• _EXTRAIT RETENU_
_____

Pour retenir la participation du recourant à l'échange de drogue avec
C.________, la Cour de cassation s'est fondée sur les observations de la
police. Le recourant écarte cette preuve, soutenant que l'inspecteur de police
a pu commettre une erreur, étant donné qu'il se tenait à une certaine distance
et compte tenu des physiques ressemblants des protagonistes de l'affaire. Cette
argumentation, purement appellatoire, n'est toutefois pas recevable dans un
recours en matière pénale.

Pour le surplus, l'alibi que le recourant invoque n'est pas convainquant:

- Premièrement, il ne ressort pas du dossier que le recourant se trouvait
effectivement à la préfecture de Lyon le 16 mai 2006. Les pièces auxquelles il
se réfère établissent seulement qu'une autorisation provisoire lui a été
délivrée en date du 16 mai 2006. Or, celle-ci a pu lui être octroyée par écrit,
et les démarches nécessaires ont pu être faites quelques jours auparavant.
Quant à l'affirmation, selon laquelle il aurait donné ses empreintes à 10h45,
elle ne repose sur aucun document figurant au dossier.

_____

• _TRAVAIL DEMANDÉ_
a) Relevez toutes les instances et administrations mentionnées dans l'extrait retenu.
b) Recopiez à l'identique le passage de l'extrait retenu qui va de « - Premièrement, il » à « quelques jours auparavant. ».
Les lignes reproduites plus bas ne sont pas nécessaires pour réaliser l'exercice.

• _DONNÉES RECUEILLIES_
_____

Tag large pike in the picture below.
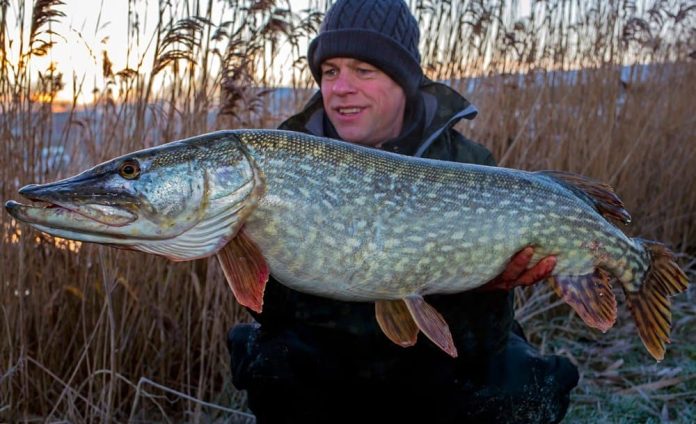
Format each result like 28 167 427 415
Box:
6 130 688 360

_____

• _CORRIGÉ_
a)
- la Cour de cassation
- la police
- la préfecture de Lyon

b)
- Premièrement, il ne ressort pas du dossier que le recourant se trouvait
effectivement à la préfecture de Lyon le 16 mai 2006. Les pièces auxquelles il
se réfère établissent seulement qu'une autorisation provisoire lui a été
délivrée en date du 16 mai 2006. Or, celle-ci a pu lui être octroyée par écrit,
et les démarches nécessaires ont pu être faites quelques jours auparavant.